▸ 待解问题: 请接着下面这篇讲 SQL 优化案例的文章,从最后一句之后写出它的下一部分。

▸ 原文:
★ ★ ★ ★ ★ ★ ★
前言
数据库优化,sql 优化深刻而复杂,关系到数据库的原理。
我在这里收集并分类整理下遇到的常见或者不常见的案例,借以学习理解执行计划与 Mysql/Oracle 数据库。
长期更新。
23/3/15 更新回表频繁
23/12/30 更新
24/1/31 更新 null
24/2/19 先 join 再筛选或者排序
初始化
表结构
mysql> desc ele_file;
+----------------+--------------+------+-----+---------+----------------+
| Field | Type | Null | Key | Default | Extra |
+----------------+--------------+------+-----+---------+----------------+
| ID | bigint | NO | PRI | NULL | auto_increment |
| ELE_ID | bigint | YES | | NULL | |
| NAME | varchar(255) | YES | | NULL | |
| TYPE | varchar(32) | YES | MUL | NULL | |
| PATH | varchar(255) | YES | | NULL | |
| PAGE_NUM | tinyint | YES | MUL | NULL | |
| COMPLETED_FLAG | tinyint | YES | | 0 | |
| AVAILABLE_FLAG | tinyint | YES | | NULL | |
| CREATED_TIME | datetime | YES | | NULL | |
| UPDATED_TIME | datetime | YES | | NULL | |
+----------------+--------------+------+-----+---------+----------------+
10 rows in set (0.00 sec)
mysql> desc element;
+----------------+--------------+------+-----+---------+----------------+
| Field | Type | Null | Key | Default | Extra |
+----------------+--------------+------+-----+---------+----------------+
| ID | bigint | NO | PRI | NULL | auto_increment |
| TYPE | varchar(32) | NO | MUL | NULL | |
| FILE_DIR | varchar(255) | YES | | NULL | |
| FILE_SIZE | bigint | YES | | 0 | |
| SHARED_FLAG | tinyint | YES | | 0 | |
| PUBLISHED_FLAG | tinyint | YES | | 0 | |
| UPLOADER | varchar(128) | YES | | NULL | |
| AVAILABLE_FLAG | tinyint | YES | | 1 | |
| COMPLETED_FLAG | tinyint | YES | | 0 | |
| CREATED_TIME | datetime | YES | MUL | NULL | |
| UPDATED_TIME | datetime | YES | | NULL | |
+----------------+--------------+------+-----+---------+----------------+
11 rows in set (0.00 sec)
★ ★ ★ ★ ★ ★ ★
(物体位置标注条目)
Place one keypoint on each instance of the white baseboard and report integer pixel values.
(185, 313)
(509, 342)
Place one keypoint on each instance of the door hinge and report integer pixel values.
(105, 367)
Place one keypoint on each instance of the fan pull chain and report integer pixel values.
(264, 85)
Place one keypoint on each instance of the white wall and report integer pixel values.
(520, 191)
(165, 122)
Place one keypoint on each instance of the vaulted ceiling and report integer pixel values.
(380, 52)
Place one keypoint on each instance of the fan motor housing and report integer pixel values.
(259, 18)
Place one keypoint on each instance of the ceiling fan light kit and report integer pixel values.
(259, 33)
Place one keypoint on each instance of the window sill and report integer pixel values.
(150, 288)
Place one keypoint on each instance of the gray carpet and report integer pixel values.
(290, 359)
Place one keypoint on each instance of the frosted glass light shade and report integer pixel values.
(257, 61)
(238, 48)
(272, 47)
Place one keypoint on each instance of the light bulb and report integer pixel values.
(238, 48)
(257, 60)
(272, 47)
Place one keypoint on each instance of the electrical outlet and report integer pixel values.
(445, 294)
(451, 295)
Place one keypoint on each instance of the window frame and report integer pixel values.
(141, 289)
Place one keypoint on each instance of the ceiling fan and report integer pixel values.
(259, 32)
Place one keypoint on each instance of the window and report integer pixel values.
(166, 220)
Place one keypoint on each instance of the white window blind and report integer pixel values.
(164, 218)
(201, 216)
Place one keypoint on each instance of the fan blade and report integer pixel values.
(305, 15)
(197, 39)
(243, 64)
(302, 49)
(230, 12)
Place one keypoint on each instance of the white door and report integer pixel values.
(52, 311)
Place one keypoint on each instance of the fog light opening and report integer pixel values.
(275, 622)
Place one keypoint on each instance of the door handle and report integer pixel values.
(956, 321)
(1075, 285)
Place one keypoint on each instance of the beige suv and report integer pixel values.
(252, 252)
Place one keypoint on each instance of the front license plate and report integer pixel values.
★ ★ ★ ★ ★ ★ ★
▸ 练习作答:
索引
mysql> show index from ele_file;
+----------+------------+------------+--------------+----------------+-----------+-------------+----------+--------+------+------------+---------+---------------+---------+------------+
| Table | Non_unique | Key_name | Seq_in_index | Column_name | Collation | Cardinality | Sub_part | Packed | Null | Index_type | Comment | Index_comment | Visible | Expression |
+----------+------------+------------+--------------+----------------+-----------+-------------+----------+--------+------+------------+---------+---------------+---------+------------+
| ele_file | 0 | PRIMARY | 1 | ID | A | 0 | NULL | NULL | | BTREE | | | YES | NULL |
| ele_file | 1 | type_index | 1 | TYPE | A | 0 | NULL | NULL | YES | BTREE | | | YES | NULL |
| ele_file | 1 | type_three | 1 | PAGE_NUM | A | 0 | NULL | NULL | YES | BTREE | | | YES | NULL |
| ele_file | 1 | type_three | 2 | COMPLETED_FLAG | A | 0 | NULL | NULL | YES | BTREE | | | YES | NULL |
| ele_file | 1 | type_three | 3 | AVAILABLE_FLAG | A | 0 | NULL | NULL | YES | BTREE | | | YES | NULL |
+----------+------------+------------+--------------+----------------+-----------+-------------+----------+--------+------+------------+---------+---------------+---------+------------+
5 rows in set (0.00 sec)
mysql> show index from element;
+---------+------------+----------+--------------+----------------+-----------+-------------+----------+--------+------+------------+---------+---------------+---------+------------+
| Table | Non_unique | Key_name | Seq_in_index | Column_name | Collation | Cardinality | Sub_part | Packed | Null | Index_type | Comment | Index_comment | Visible | Expression |
+---------+------------+----------+--------------+----------------+-----------+-------------+----------+--------+------+------------+---------+---------------+---------+------------+
| element | 0 | PRIMARY | 1 | ID | A | 543812 | NULL | NULL | | BTREE | | | YES | NULL |
| element | 1 | ele_type | 1 | TYPE | A | 9 | NULL | NULL | | BTREE | | | YES | NULL |
| element | 1 | ele_time | 1 | CREATED_TIME | A | 814 | NULL | NULL | YES | BTREE | | | YES | NULL |
| element | 1 | ele_time | 2 | FILE_SIZE | A | 543817 | NULL | NULL | YES | BTREE | | | YES | NULL |
| element | 1 | ele_time | 3 | AVAILABLE_FLAG | A | 543817 | NULL | NULL | YES | BTREE | | | YES | NULL |
+---------+------------+----------+--------------+----------------+-----------+-------------+----------+--------+------+------------+---------+---------------+---------+------------+
5 rows in set (0.01 sec)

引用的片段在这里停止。